Retoma el texto sobre los estados de alarma y de excepción y continúalo a partir de su última oración.

* Extracto
▶

El estado de alarma incluye los siguientes supuestos: catástrofes; calamidades o desgracias públicas, tales como terremotos, inundaciones, incendios urbanos y forestales o accidentes de gran magnitud; crisis sanitarias, tales como epidemias y situaciones de contaminación graves; paralización de servicios públicos esenciales para la comunidad; y situaciones de desabastecimiento de productos de primera necesidad. En esta modalidad no se pueden suspender derechos fundamentales (si bien se puede limitar su ejercicio). Así viene recogido expresamente en nuestras normas y ha sido igualmente proclamado por nuestro Tribunal Constitucional.

En ese sentido, las decisiones que pueden adoptar las autoridades son: limitar la circulación o permanencia de personas o vehículos en horas y lugares determinados, o condicionarlas al cumplimiento de ciertos requisitos; practicar requisas temporales de todo tipo de bienes e imponer prestaciones personales obligatorias; intervenir y ocupar transitoriamente industrias, fábricas, talleres, explotaciones o locales de cualquier naturaleza; limitar o racionar el uso de servicios o el consumo de artículos de primera necesidad; e impartir las órdenes necesarias para asegurar el abastecimiento de los mercados.

El estado de excepción, sin embargo, está pensado para cuando el libre ejercicio de los derechos y libertades de los ciudadanos, el normal funcionamiento de las instituciones democráticas, de los servicios públicos esenciales para la comunidad y cualquier otro aspecto del orden público resulten tan gravemente alterados que el ejercicio de las potestades ordinarias se estimen insuficientes para restablecerlos y mantenerlos. En tal caso, la legislación sí habilita a la suspensión de derechos fundamentales. Se menciona expresamente que la autoridad gubernativa podrá prohibir la circulación de personas y vehículos, así como suspender los derechos de libre circulación, reunión y manifestación, entre otros. Se trata de una previsión que figura, tanto en nuestra Constitución como en la ya citada Ley Orgánica 4/1981, de 1 de junio, de los estados de alarma, excepción y sitio.

◀

Datos de localización de puntos en imágenes
▶

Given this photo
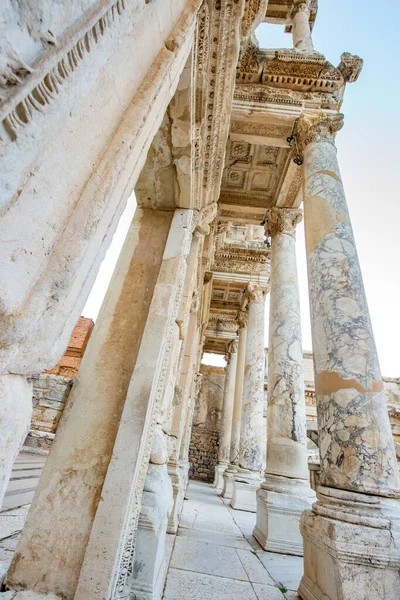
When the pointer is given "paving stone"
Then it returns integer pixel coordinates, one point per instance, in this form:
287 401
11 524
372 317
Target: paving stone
283 568
267 592
254 568
192 555
185 585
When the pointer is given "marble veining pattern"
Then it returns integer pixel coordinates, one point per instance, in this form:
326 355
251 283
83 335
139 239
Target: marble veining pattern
252 435
286 417
356 446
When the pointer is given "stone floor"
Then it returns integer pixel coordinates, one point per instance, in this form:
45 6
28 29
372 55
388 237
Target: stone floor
215 556
212 556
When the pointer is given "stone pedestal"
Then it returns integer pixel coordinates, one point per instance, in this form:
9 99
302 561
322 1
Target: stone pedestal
227 412
150 568
285 490
245 486
280 504
351 537
178 473
351 547
252 434
15 419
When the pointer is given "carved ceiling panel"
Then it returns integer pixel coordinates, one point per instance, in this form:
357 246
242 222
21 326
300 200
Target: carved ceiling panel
252 173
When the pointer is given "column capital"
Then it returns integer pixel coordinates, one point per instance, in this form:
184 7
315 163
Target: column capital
243 318
255 293
300 6
232 349
318 128
282 221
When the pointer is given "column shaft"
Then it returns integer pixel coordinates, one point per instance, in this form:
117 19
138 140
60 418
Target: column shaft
352 535
237 406
356 444
286 413
224 447
285 490
252 435
15 419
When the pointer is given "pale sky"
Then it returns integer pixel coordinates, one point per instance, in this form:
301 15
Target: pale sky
369 158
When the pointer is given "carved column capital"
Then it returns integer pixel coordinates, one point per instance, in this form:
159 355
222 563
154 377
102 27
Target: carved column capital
318 128
205 217
243 318
255 293
300 6
282 220
232 349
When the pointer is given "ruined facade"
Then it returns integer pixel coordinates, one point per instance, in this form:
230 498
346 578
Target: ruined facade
226 146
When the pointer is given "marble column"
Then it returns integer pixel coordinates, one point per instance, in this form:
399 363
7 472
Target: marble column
352 535
301 30
15 419
252 436
224 447
285 491
97 461
237 407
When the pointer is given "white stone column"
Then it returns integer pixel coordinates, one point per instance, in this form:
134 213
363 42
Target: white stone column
98 460
301 30
15 419
285 491
252 435
352 535
229 473
224 448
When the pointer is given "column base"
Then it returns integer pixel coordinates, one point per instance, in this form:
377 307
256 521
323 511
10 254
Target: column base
351 547
179 475
245 486
219 476
229 476
280 504
150 567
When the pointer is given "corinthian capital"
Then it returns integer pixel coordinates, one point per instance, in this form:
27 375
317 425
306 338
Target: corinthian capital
243 318
255 293
232 348
318 128
282 220
300 6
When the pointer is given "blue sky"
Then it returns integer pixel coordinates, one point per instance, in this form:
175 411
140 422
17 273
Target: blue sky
369 157
368 152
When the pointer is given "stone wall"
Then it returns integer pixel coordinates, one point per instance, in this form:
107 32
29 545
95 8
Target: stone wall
50 393
51 390
203 450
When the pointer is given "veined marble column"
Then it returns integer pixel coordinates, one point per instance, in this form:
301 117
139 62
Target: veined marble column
301 30
252 435
285 492
224 448
352 535
237 407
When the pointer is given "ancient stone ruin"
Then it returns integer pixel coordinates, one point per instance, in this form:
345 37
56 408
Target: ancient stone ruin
226 147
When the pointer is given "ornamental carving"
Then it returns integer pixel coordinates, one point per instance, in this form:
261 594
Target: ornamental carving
255 293
254 14
350 67
232 348
300 6
206 217
243 318
282 221
318 128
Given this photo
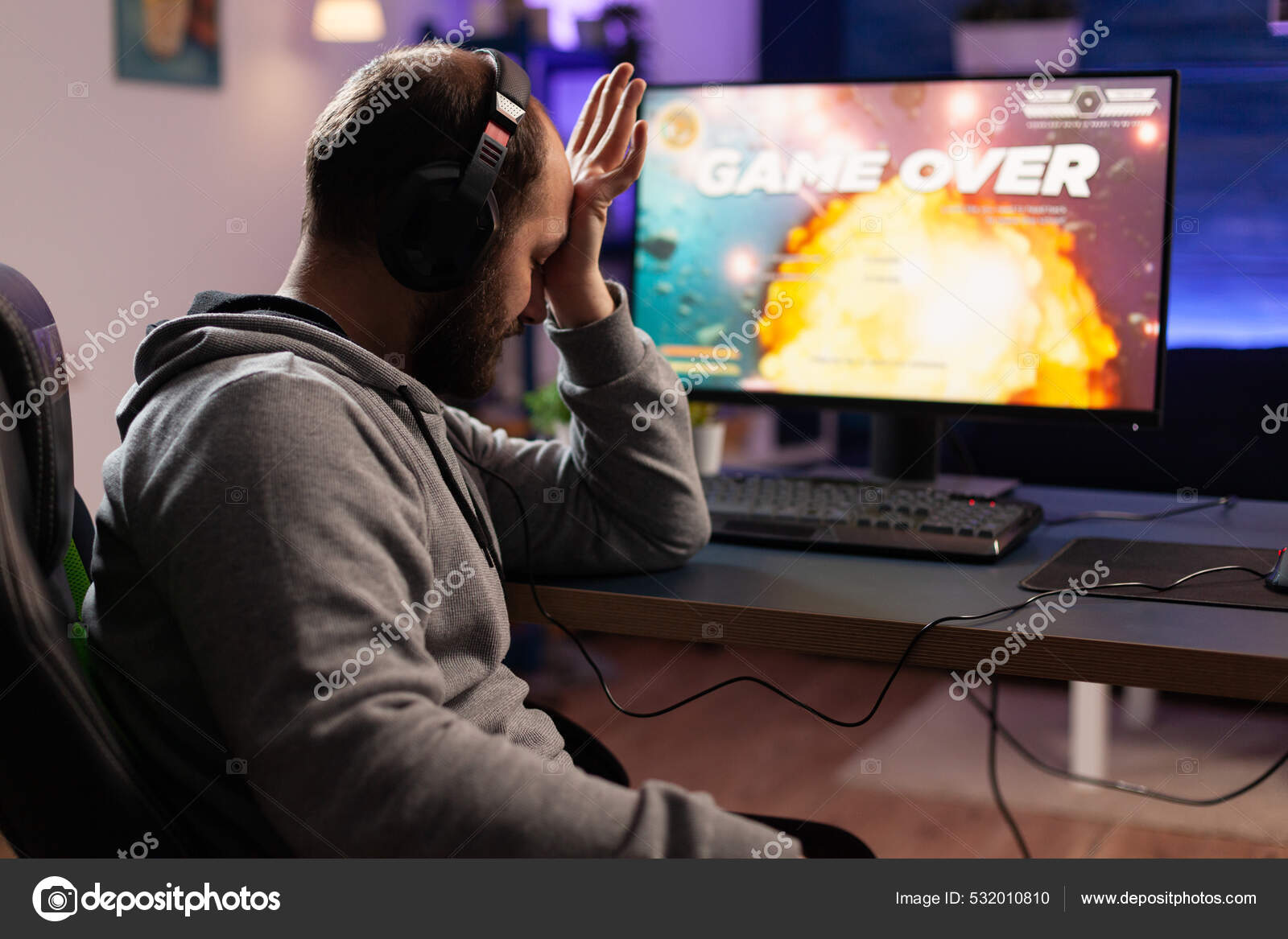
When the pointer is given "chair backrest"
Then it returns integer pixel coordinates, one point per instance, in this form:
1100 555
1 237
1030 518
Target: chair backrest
68 784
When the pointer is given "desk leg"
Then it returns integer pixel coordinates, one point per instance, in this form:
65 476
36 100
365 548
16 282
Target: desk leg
1088 728
1141 703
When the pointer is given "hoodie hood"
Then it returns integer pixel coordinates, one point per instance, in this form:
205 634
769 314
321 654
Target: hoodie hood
227 325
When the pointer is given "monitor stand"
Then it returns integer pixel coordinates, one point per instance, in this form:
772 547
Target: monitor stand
907 450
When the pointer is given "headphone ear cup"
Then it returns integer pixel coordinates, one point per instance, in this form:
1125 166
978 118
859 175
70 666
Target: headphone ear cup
428 240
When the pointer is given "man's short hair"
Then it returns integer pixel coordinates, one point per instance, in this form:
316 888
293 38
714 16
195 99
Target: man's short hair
410 106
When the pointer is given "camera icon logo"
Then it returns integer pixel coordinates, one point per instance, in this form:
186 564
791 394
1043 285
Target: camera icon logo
55 900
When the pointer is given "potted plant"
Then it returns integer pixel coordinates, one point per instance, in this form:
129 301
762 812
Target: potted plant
549 415
998 36
708 437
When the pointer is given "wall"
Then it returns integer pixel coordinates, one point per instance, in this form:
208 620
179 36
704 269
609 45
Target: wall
132 188
137 187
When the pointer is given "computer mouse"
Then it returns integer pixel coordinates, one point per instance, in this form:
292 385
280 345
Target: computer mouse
1278 576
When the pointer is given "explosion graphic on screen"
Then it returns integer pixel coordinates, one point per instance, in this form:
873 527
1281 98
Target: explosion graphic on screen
910 295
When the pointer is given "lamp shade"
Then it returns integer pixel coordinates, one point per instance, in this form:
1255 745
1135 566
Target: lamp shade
348 21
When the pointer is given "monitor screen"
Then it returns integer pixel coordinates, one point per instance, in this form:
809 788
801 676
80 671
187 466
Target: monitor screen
943 245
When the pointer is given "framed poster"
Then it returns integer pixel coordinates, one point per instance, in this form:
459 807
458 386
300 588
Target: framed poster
167 40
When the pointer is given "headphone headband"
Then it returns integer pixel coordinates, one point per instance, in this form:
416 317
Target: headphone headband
441 218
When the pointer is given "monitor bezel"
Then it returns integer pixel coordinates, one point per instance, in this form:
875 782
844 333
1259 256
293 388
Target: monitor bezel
1152 418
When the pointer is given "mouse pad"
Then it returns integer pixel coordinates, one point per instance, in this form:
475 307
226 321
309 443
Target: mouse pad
1159 562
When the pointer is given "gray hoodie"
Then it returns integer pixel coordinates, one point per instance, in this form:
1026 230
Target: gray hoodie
298 600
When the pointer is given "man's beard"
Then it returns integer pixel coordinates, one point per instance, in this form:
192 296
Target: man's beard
459 336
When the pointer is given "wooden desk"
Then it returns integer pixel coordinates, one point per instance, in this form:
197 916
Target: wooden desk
867 607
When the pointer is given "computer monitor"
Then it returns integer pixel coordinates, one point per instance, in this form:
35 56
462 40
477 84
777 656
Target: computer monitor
993 248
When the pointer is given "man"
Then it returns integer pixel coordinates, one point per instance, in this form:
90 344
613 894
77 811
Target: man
298 579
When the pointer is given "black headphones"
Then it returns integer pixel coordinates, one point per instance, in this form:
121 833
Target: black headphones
438 220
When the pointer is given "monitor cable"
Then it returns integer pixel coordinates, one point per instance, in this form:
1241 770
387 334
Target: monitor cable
996 728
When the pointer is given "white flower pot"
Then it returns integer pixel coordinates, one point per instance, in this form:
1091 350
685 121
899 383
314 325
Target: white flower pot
708 447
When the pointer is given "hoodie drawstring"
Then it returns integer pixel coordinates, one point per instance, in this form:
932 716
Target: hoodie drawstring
464 501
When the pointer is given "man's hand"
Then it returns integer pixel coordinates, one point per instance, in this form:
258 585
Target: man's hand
602 171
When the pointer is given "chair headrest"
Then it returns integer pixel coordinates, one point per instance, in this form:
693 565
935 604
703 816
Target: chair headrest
35 418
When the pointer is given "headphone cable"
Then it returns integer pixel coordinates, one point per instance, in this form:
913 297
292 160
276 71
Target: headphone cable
996 728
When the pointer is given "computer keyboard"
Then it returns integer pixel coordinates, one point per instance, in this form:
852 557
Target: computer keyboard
847 516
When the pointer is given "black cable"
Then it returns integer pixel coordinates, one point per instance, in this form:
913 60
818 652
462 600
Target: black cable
995 727
1120 786
992 776
1140 517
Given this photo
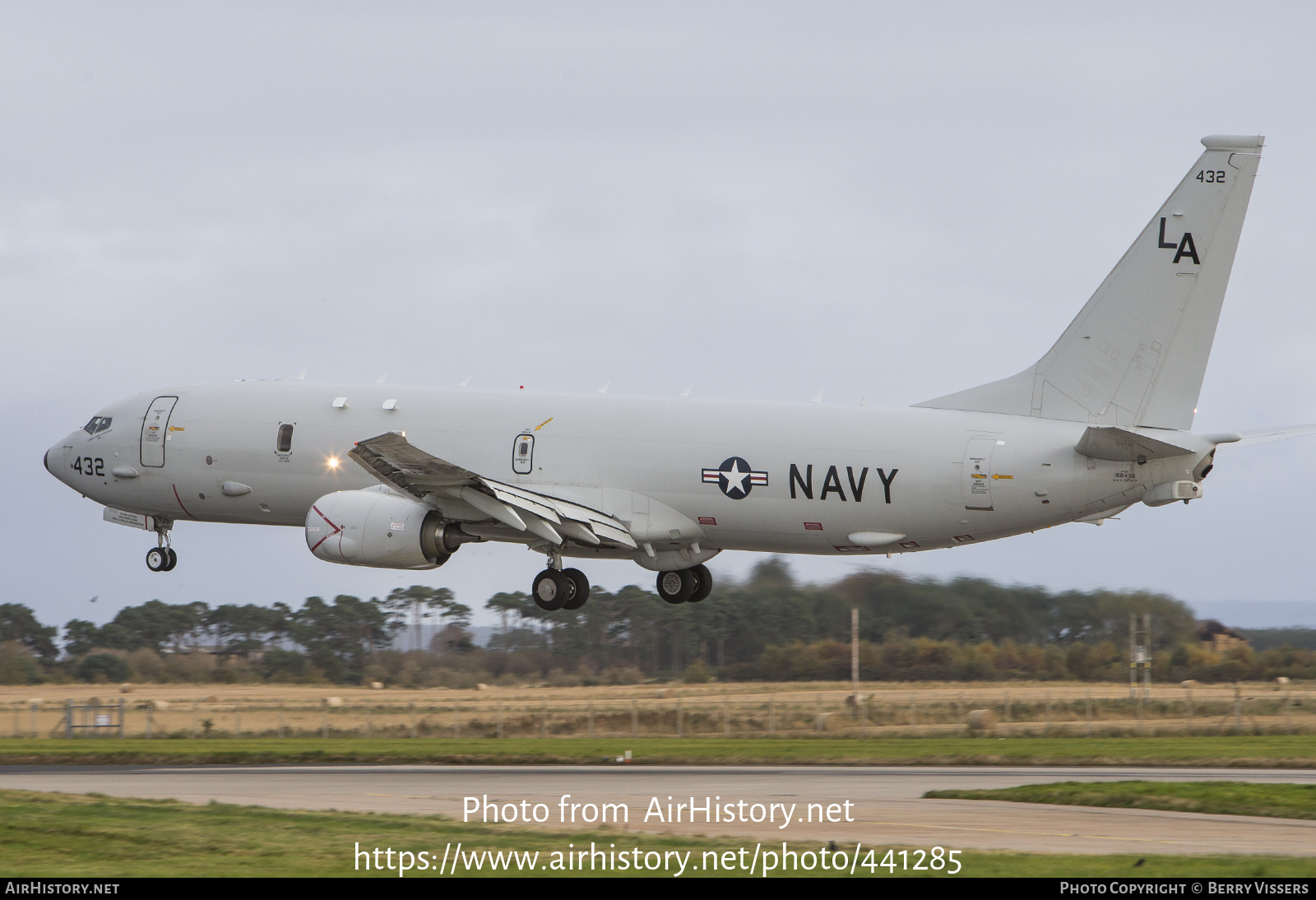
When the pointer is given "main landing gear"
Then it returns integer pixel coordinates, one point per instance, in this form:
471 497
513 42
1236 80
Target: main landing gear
559 588
686 586
162 558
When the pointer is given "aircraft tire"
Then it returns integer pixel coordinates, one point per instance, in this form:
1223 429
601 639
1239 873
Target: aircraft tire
582 588
675 587
157 559
552 588
704 583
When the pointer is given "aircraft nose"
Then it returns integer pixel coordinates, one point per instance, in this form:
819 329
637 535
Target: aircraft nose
54 458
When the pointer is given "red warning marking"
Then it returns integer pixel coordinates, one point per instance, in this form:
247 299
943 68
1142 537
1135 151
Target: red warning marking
336 529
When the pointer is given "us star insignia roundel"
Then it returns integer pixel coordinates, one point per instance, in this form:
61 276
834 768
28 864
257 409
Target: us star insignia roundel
734 478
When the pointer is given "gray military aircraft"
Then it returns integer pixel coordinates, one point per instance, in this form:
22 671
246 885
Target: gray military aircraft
401 478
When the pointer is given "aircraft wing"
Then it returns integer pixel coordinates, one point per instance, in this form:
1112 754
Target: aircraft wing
405 466
1267 434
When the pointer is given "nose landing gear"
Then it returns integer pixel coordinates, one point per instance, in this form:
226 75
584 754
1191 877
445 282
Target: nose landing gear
162 558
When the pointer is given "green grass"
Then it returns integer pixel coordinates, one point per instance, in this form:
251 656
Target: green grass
1290 750
1227 798
59 834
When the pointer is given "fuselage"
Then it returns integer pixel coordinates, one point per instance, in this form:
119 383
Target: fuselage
820 471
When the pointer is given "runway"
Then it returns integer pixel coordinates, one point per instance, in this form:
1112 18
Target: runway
885 803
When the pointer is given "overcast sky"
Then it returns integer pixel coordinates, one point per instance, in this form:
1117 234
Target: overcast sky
760 199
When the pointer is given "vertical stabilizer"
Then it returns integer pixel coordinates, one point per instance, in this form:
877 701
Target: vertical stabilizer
1138 351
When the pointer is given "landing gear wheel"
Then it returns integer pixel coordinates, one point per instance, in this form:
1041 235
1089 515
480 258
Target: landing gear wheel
675 587
582 588
157 559
552 590
703 583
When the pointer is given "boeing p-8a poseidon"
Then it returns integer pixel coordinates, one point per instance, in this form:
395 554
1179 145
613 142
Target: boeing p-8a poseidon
401 478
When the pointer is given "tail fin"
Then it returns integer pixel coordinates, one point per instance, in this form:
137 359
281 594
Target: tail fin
1138 351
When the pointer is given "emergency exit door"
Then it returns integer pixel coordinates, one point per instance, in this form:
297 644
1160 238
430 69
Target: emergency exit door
155 430
977 485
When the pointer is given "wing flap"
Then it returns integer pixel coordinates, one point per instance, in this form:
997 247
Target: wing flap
1123 445
401 465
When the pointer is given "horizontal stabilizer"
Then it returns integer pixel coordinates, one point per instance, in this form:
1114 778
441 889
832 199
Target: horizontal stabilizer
1267 434
1123 445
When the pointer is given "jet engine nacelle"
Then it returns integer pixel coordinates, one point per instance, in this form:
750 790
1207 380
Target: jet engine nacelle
374 528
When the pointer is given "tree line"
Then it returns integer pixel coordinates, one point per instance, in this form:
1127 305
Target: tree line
767 627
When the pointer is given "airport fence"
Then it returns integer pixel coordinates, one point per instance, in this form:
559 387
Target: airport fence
800 713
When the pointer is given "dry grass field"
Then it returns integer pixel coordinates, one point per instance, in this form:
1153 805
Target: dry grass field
749 709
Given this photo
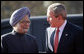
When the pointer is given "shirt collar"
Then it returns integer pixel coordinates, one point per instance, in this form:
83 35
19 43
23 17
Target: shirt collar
62 26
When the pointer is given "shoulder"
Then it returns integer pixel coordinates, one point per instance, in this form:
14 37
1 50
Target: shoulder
29 36
7 35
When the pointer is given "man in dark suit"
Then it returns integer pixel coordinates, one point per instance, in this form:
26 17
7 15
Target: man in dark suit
18 41
62 36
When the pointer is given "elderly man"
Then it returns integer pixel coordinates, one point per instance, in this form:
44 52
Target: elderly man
18 41
62 36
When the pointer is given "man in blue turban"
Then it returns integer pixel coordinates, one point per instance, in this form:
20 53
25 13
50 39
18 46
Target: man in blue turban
18 41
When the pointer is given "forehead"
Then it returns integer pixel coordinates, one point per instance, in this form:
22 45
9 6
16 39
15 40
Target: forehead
25 18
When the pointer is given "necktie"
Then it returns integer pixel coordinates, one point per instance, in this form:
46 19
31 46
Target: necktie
56 40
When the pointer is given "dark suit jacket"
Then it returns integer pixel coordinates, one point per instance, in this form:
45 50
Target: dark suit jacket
14 42
71 40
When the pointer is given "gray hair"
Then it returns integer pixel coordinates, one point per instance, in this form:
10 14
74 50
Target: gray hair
58 8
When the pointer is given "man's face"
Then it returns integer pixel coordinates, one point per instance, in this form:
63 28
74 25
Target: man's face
53 21
23 25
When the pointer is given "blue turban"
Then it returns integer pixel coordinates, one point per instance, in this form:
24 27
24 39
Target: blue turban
18 15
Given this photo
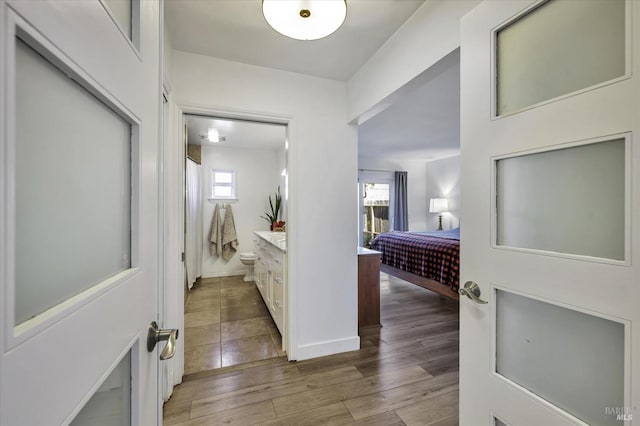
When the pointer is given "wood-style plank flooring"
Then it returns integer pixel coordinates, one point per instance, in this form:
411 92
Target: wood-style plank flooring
406 373
227 323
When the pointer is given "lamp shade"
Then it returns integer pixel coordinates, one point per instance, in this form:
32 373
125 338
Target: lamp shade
438 205
305 19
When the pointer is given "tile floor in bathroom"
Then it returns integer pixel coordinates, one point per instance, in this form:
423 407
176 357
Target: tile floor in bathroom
227 323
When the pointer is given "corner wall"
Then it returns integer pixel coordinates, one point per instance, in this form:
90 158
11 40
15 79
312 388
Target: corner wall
322 205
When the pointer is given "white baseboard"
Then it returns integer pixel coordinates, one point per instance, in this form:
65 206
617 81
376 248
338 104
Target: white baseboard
330 347
224 274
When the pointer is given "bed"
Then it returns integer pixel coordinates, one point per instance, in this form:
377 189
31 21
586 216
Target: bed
431 255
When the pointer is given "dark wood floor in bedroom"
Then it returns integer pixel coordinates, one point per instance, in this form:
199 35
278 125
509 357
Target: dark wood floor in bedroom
405 373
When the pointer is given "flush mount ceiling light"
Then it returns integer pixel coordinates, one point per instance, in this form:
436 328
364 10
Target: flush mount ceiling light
305 19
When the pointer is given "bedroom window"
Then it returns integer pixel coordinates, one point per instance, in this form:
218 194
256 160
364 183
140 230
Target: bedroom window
223 184
375 218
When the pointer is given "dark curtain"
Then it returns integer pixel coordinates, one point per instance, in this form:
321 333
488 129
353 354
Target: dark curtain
400 212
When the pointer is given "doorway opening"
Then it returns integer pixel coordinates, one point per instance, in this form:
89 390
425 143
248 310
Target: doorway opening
234 169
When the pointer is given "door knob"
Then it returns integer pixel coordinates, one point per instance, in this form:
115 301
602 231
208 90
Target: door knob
472 291
156 335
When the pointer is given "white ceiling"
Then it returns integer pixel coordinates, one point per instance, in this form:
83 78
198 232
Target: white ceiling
237 133
424 124
237 31
421 123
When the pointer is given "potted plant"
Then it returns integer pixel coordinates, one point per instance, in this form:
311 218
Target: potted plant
272 216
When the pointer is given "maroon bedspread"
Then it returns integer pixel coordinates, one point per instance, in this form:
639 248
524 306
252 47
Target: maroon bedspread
431 257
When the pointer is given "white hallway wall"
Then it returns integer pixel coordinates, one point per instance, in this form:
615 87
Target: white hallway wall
323 159
257 177
443 180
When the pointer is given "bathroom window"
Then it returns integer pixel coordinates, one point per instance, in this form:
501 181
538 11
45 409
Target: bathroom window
223 184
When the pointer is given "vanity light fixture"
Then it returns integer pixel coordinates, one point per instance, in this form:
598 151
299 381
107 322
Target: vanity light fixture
305 19
213 136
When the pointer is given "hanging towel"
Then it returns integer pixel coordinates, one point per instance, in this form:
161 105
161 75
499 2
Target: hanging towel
215 235
229 236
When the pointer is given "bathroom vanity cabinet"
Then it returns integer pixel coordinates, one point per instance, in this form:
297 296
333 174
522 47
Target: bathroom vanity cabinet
270 271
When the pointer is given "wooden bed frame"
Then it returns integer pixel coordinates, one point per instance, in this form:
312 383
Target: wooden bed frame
432 285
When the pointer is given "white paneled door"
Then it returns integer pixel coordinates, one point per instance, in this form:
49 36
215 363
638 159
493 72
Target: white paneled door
79 113
550 124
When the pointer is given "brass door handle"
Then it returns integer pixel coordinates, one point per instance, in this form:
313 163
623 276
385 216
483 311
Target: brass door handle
156 335
472 291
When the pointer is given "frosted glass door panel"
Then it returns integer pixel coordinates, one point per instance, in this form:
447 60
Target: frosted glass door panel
569 200
583 374
561 47
121 10
73 187
111 404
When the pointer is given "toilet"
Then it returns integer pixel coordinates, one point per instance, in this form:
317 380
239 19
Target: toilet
248 259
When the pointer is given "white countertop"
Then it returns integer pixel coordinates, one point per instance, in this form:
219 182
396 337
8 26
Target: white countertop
277 239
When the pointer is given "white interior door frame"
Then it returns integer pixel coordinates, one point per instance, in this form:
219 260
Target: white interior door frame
290 340
586 287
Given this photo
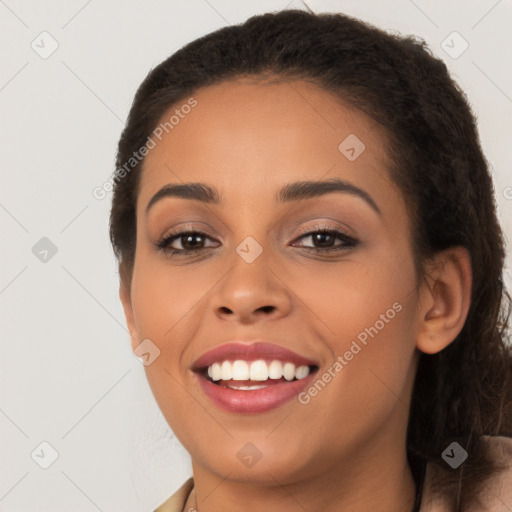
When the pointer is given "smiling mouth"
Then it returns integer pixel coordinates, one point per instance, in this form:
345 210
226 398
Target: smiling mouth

◀

* Resultado
Cabría preguntarse si las medidas a las que estamos siendo sometidos suponen una mera limitación de la circulación o la permanencia de personas o vehículos en horas y lugares determinados o si, por el contrario, más que limitar los derechos, implican una suspensión en toda regla de los mismos. A mi juicio, y dada su entidad, sí implican dicha suspensión y no una mera limitación por lo que, de facto, corresponderían al estado de excepción (aunque el declarado sea el de alarma). Ante ello, y puesto que parece evidente que frente a crisis sanitarias de esta magnitud la imposición de confinamientos y el cierre de empresas y locales abiertos al público son adecuados, sería preciso modificar nuestras normas para posibilitar esa declaración del estado de excepción y conseguir así una perfecta adecuación entre las decisiones que deben adoptarse y el marco jurídico al que se deben someter. En estos momentos, el ajuste entre las medidas impuestas y las previsiones normativas es discutible o, como mínimo, se sitúa en esa difusa frontera que separa el estado de alarma del de excepción.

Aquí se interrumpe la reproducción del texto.